### What you have to do:
Reproduce what is written in the records below exactly, and leave out the images.

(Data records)
-- Opening Marker --

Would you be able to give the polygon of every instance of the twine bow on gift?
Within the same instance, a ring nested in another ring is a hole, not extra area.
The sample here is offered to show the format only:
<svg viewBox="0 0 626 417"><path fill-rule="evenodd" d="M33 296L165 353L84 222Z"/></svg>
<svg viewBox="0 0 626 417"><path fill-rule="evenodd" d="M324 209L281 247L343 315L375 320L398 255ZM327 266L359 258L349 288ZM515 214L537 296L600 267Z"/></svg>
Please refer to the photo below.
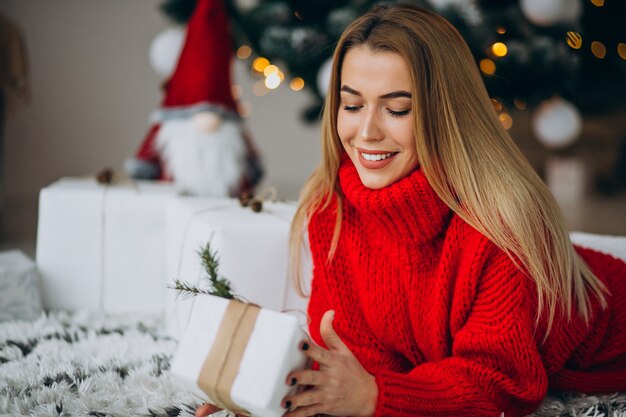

-- Closing Marker --

### Finished exercise:
Would you be able to give the polygon of every instance of the twine bow on gift?
Within the same instance, a ring nested in another ring is a hole, not extra area.
The sample here is offered to show the format only:
<svg viewBox="0 0 626 417"><path fill-rule="evenodd" d="M33 296L165 353L84 222Z"/></svg>
<svg viewBox="0 0 626 417"><path fill-rule="evenodd" d="M324 209L281 247L343 315L375 320L398 255ZM327 266L359 258L349 288ZM515 214L537 296L600 267Z"/></svg>
Please refer to the photo below.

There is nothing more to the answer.